- Exercise description -
In the records below, change every "Pick out" to "Mark" and give all the records again with nothing else altered. Omit the pictures from your answer.

(Dataset excerpt)
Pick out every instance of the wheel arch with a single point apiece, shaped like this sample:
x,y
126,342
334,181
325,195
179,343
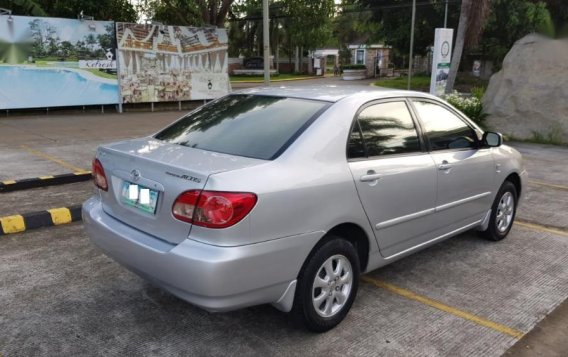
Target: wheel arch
x,y
515,179
354,234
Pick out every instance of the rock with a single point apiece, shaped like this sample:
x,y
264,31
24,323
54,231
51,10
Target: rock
x,y
529,96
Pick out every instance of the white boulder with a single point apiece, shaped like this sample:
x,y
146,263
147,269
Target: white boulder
x,y
529,96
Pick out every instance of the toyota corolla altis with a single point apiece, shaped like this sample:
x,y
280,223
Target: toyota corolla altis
x,y
286,195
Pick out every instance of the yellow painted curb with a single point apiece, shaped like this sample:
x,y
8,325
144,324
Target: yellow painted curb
x,y
13,224
60,215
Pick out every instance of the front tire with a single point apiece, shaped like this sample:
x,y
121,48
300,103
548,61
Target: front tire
x,y
502,213
327,285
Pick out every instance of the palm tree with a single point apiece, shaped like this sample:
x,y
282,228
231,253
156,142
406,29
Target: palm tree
x,y
473,16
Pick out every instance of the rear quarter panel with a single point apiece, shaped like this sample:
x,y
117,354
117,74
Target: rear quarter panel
x,y
309,188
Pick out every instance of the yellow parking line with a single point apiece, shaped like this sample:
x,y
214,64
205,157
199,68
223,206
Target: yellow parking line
x,y
13,224
545,184
54,159
539,228
443,307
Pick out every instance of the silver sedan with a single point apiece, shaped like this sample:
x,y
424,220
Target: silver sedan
x,y
286,195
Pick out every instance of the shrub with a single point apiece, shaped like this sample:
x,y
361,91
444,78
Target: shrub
x,y
354,66
470,106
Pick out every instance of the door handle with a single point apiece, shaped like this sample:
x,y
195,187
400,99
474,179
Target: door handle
x,y
444,166
370,176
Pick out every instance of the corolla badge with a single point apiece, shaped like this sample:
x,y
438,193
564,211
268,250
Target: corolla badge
x,y
135,174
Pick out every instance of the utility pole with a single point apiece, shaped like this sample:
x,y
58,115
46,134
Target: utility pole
x,y
265,35
446,16
411,44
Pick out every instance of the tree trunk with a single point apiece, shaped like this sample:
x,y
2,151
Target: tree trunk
x,y
458,48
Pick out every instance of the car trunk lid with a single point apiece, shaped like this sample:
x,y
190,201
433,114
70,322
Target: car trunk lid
x,y
166,170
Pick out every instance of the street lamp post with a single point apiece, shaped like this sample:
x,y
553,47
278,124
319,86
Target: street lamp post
x,y
266,41
411,44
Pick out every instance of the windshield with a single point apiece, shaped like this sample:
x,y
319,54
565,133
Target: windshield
x,y
254,126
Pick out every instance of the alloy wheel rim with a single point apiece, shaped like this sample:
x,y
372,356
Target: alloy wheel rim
x,y
505,211
332,286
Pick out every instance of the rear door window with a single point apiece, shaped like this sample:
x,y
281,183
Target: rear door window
x,y
388,129
444,129
254,126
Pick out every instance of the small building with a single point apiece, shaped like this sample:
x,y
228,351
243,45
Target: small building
x,y
375,57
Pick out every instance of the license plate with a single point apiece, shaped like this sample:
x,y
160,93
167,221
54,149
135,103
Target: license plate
x,y
139,197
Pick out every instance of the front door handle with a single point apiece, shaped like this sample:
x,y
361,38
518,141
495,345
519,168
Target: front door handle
x,y
370,176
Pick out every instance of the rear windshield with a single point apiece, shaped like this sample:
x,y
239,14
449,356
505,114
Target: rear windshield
x,y
255,126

- Task answer -
Mark every instance of the wheel arch with a single point apiece, shaped like this sample:
x,y
126,342
334,181
325,195
179,343
Target: wheel arch
x,y
515,179
354,234
Mark every instance of the rock with a single point apiece, shaped like this sample:
x,y
264,31
24,323
54,231
51,10
Target: rock
x,y
529,96
Mark every instance of the white boulder with a single point apiece, shaped like this sample:
x,y
146,263
147,269
Target: white boulder
x,y
529,96
Mark every instance of the toyota corolla altis with a single point apiece, shaped like this sample:
x,y
280,223
Target: toyota corolla altis
x,y
286,195
Mark every instance of the yellow painted curb with a single point apiece, shaped like this sample:
x,y
8,325
144,324
Target: yellow painted curb
x,y
13,224
60,215
Mark every instance of the front tire with a single point apiece, shaped like this sample:
x,y
121,48
300,103
548,61
Target: front tire
x,y
502,213
327,285
Mark every instance of the palm tree with a single point apiece, shaped like this sample:
x,y
282,228
231,253
156,142
406,29
Target: palm tree
x,y
473,16
Mark every instance of the rear quarter panel with a single point apiece, shaped like this sample:
x,y
117,354
117,74
Target: rear quarter panel
x,y
309,188
Mark every instance of the yellow parking line with a single point apiece, shaped like this sample:
x,y
214,64
205,157
199,68
223,206
Target: yellow parking line
x,y
13,224
545,184
54,159
539,228
443,307
Mark every instance of the silver sedan with a single point apiece, shaped like this sample:
x,y
424,220
Target: silver sedan
x,y
286,195
Mark every instance of the shrub with a single point apiece, shaped like this sample:
x,y
361,91
444,78
Target: shrub
x,y
354,66
470,106
Mark every instance of the door handle with a single point apiece, shaped like this sample:
x,y
195,187
400,99
474,179
Target: door handle
x,y
444,166
370,176
Mark every instance of the corolla badge with a single point apiece, shaped like this sample:
x,y
438,193
564,211
268,250
Target: corolla badge
x,y
135,174
Mark every instance of the utility pole with a single point apiece, shaped like this sample:
x,y
58,115
46,134
Target: utility pole
x,y
265,35
446,16
411,44
Mark every instance of the tree trunk with a single point apiece, shaped like this sample:
x,y
2,151
Target: tree trunk
x,y
458,48
Mark every instance of the car trunk lid with a single point apiece, shaped like this sample:
x,y
190,201
433,114
70,322
Target: car trunk lid
x,y
166,170
Mark every instance of the street lamp post with a single point apiece, shaped like this sample:
x,y
553,47
278,124
319,86
Target: street lamp post
x,y
266,41
411,44
Mark every instance of the windshield with a single point apiece, shaped like this sample:
x,y
319,54
565,133
Target: windshield
x,y
254,126
Mark every instance of the alloy wheel rim with a single point apiece, shaped like this sample:
x,y
372,356
Target: alloy wheel rim
x,y
505,211
332,286
Mark every instance of the rear door window with a single point apiece, shaped like this sample:
x,y
281,183
Target: rear door window
x,y
388,129
444,129
254,126
Mark every instance of the small building with a single point apiece, shaped like this sample:
x,y
228,351
243,45
Target: small building
x,y
375,57
Mark every instance of the license plate with a single point apiece, shaped like this sample:
x,y
160,93
167,221
54,149
135,103
Target: license plate
x,y
139,197
Mark every instance of the front door handle with a single point apiece, shaped like this sample:
x,y
361,38
518,141
495,345
519,168
Target: front door handle
x,y
370,176
Mark every instance of the rear windshield with a single point apiece, shaped like this sample:
x,y
239,14
449,356
505,114
Target: rear windshield
x,y
255,126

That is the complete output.